▶ KERJAKAN INI: Salin kata demi kata seluruh teks tentang Candi Muara Takus di bawah ini.
━━━ TEKS BACAAN
Sebenarnya ada sesuatu yang jauh lebih menarik
dari sekadar view yang ditampilkan di kompleks Candi Muara Takus di
Desa Muara Takus Kecamatan XIII Koto Kampar Kabupaten Kampar. Sesuatu
yang akan mengubah sejarah.
Tidak hanya sejarah Kampar secara khusus, namun sejarah Melayu di dunia.
Berdasarkan
sejarah yang telah disusun di Indonesia, ibukota Kerajaan Sriwijaya
berada di Sumsel. Bahkan, menurut sejarah Melayu di Malaysia, pendiri
Kerajaan Melaka, yakni Prameswara yang kemudian berganti nama menjadi
Muhammad Iskandar Syah berasal dari Sriwijaya yang diyakini berada di
Sumsel.
━━━━━━
━━━ BAHAN YANG DIBERIKAN
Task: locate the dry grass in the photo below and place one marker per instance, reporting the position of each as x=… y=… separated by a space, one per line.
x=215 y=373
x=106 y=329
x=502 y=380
━━━━━━
▶ JAWABAN:
Sebenarnya ada sesuatu yang jauh lebih menarik
dari sekadar view yang ditampilkan di kompleks Candi Muara Takus di
Desa Muara Takus Kecamatan XIII Koto Kampar Kabupaten Kampar. Sesuatu
yang akan mengubah sejarah.
Tidak hanya sejarah Kampar secara khusus, namun sejarah Melayu di dunia.
Berdasarkan
sejarah yang telah disusun di Indonesia, ibukota Kerajaan Sriwijaya
berada di Sumsel. Bahkan, menurut sejarah Melayu di Malaysia, pendiri
Kerajaan Melaka, yakni Prameswara yang kemudian berganti nama menjadi
Muhammad Iskandar Syah berasal dari Sriwijaya yang diyakini berada di
Sumsel.